▶ [READING TEXT]:
NEW YORK, March 28 (LPC) - Venezuela-owned oil refiner Citgo mandated broker dealer and non-bank lender Jefferies to arrange a US$1.2bn term loan, after its previous traditional bank lenders declined to participate due to regulatory pressure to comply with political restrictions on doing business with its South American parent, sources familiar with the transaction said.
Houston-headquartered Citgo also appointed another non-bank lender, Houlihan Lokey, to coordinate the term loan for the fuel company, which is owned by state-owned Petróleos de Venezuela SA (PDVSA) and currently hamstrung by US-imposed economic sanctions.
A presidential order in November 2018 banned US firms, including US banks, to make any contribution of funds, goods and services to Venezuela and President Nicolás Maduro’s administration. Firms such as Jefferies and Houlihan are not as heavily-regulated as international investment banks, including those that have lent to Citgo in the past, and have more freedom to operate on transactions than banks that are closely scrutinized by overseers including the Federal Reserve.
“Any Fed-regulated entity can’t take the risk of this being viewed as contrary to the US position. They had to find non-regulated entities to perform the transaction,” a senior banker said.

▶ [GIVEN INFORMATION]:
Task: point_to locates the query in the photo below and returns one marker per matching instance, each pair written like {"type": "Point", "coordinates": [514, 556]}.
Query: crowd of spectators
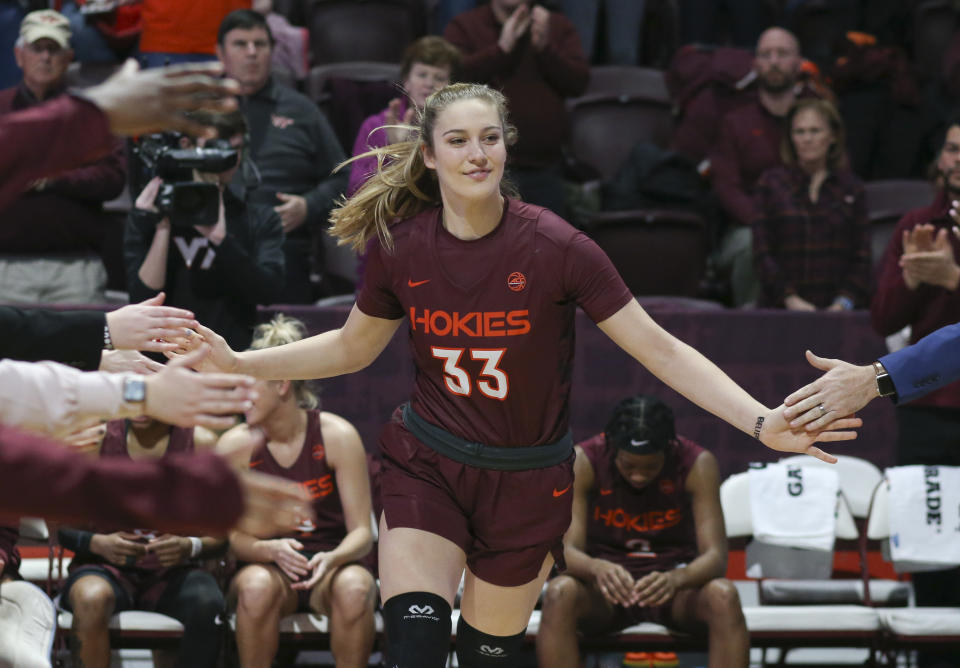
{"type": "Point", "coordinates": [778, 139]}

▶ [EXERCISE INSTRUCTIONS]:
**A)** Answer from the Citgo article:
(i) Which firm did Citgo mandate to arrange the term loan, and for how much?
(ii) In which city is Citgo headquartered?
(iii) In what month and year was the presidential order issued?
**B)** Write the next few paragraphs of the Citgo article, picking up after its final paragraph.
None of the data is needed here.

▶ [RESULTS OF THE TASKS]:
**A)**
(i) Jefferies, for US$1.2bn.
(ii) Houston.
(iii) November 2018.

**B)**
Citgo, which owns three oil refineries and a network of pipelines and gas stations in the US, is one of Venezuela’s most important cash cows. The company is sandwiched in a political tug-of-war that escalated in January after the US-backed head of opposition in Venezuela, Juan Guaidó, contested the re-election of President Maduro.
The US government, taking a harder stance against the Maduro administration, tightened sanctions on PDVSA then, a move that was designed to result in billions of dollars worth of lost export revenue over the next year. Transfers to PDVSA from Citgo have since been placed in a blocked account in the US.
NON-BANKS’ BIG WIN
Jefferies, known for stepping into aggressive deals since leveraged lending guidelines were updated in 2013 and forced its more traditional banking competitors to step back from some riskier transactions, is reprising a similar role in the Citgo loan.
“They’ve been circling the credit for a while,” the first senior banker said. “Jefferies is pretty good in the oil and gas space.”
As administrative agent, Jefferies manages the loan facility on behalf of the lender group. It is responsible for all formal communications between the lenders and the borrower, and the disbursement of the loan.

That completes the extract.